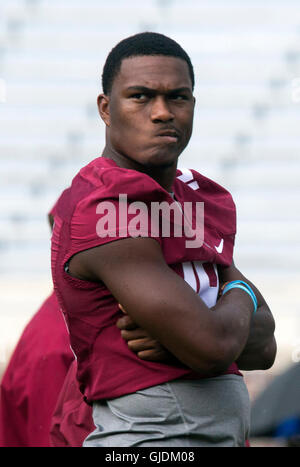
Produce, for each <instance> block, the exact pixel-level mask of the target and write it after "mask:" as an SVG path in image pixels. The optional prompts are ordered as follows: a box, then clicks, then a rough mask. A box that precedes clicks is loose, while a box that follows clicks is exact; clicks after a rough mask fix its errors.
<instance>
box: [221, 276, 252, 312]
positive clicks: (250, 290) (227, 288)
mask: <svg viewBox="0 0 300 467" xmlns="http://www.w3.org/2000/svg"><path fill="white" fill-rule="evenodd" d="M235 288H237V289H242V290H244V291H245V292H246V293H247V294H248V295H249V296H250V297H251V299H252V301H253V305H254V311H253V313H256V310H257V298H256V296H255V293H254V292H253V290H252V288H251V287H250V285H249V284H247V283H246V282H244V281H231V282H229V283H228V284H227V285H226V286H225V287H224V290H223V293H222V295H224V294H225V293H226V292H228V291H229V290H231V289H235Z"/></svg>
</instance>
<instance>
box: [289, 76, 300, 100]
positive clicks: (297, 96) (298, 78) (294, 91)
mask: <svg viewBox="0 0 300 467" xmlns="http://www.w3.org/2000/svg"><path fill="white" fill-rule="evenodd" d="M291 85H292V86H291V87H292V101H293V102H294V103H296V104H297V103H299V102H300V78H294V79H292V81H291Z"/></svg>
◇ ◇ ◇
WHAT YOU SHOULD DO. Could you please write out exactly the lines from the start of the entries above through the line that holds "box: [221, 276, 252, 312]", both included, with no pictures?

YOUR SOLUTION.
Produce, for each <instance> block, the exact pixel-level mask of the target and write it after "mask:" as an SVG path in image pixels. The optional prompts are ordered as follows: a box, then clicks, then a rough mask. A box that precedes clicks is loose, while a box that follows clicks is exact; clicks after a rough mask fix its errors.
<instance>
box: [221, 276, 252, 312]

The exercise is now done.